* _Data supplied_:
- - -

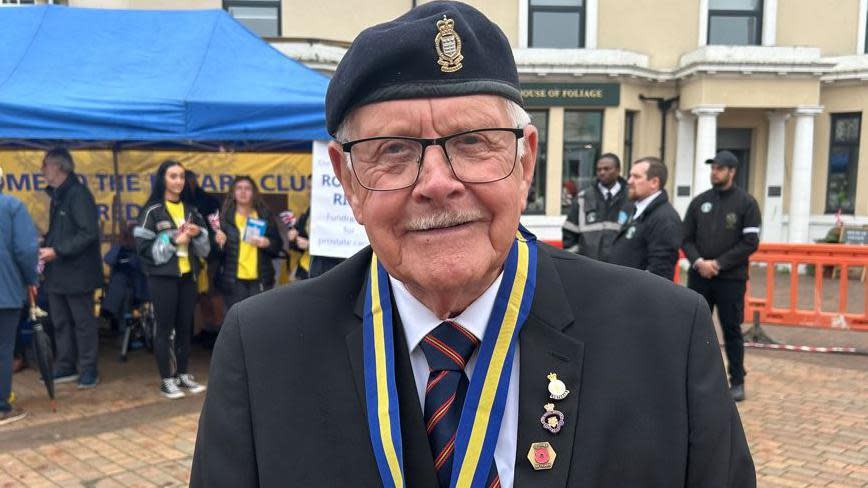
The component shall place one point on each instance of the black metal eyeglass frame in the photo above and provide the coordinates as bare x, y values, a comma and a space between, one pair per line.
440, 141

- - -

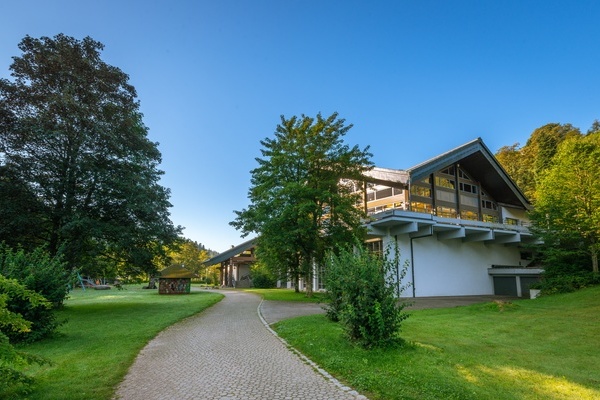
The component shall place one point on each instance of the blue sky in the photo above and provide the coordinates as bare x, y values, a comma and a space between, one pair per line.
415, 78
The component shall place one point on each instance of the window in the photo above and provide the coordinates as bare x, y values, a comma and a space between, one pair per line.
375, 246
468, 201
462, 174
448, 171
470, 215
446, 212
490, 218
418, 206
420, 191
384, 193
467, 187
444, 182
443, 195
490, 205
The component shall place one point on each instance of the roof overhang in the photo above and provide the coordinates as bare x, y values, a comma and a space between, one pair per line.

- - -

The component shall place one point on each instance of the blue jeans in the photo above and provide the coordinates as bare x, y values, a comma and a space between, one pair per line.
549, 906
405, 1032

- - -

* _What the task asks_: Please reproduce the lines from the line with "of the window" to the line with "of the roof", both ends included, exactly as they appear above.

* _Exercise output_:
The component shall place one point on each instance of the window in the photo above and provide the coordinates as bare x, y values, a comma and a space between, one pair per line.
375, 246
468, 201
462, 174
448, 171
470, 215
446, 212
490, 218
418, 206
420, 191
384, 193
467, 187
444, 182
443, 195
490, 205
The component shall place one point on each instance of the roof overhang in the photo above and provide the coordinates as bare x, y values, a comma and a space between, one pair per line.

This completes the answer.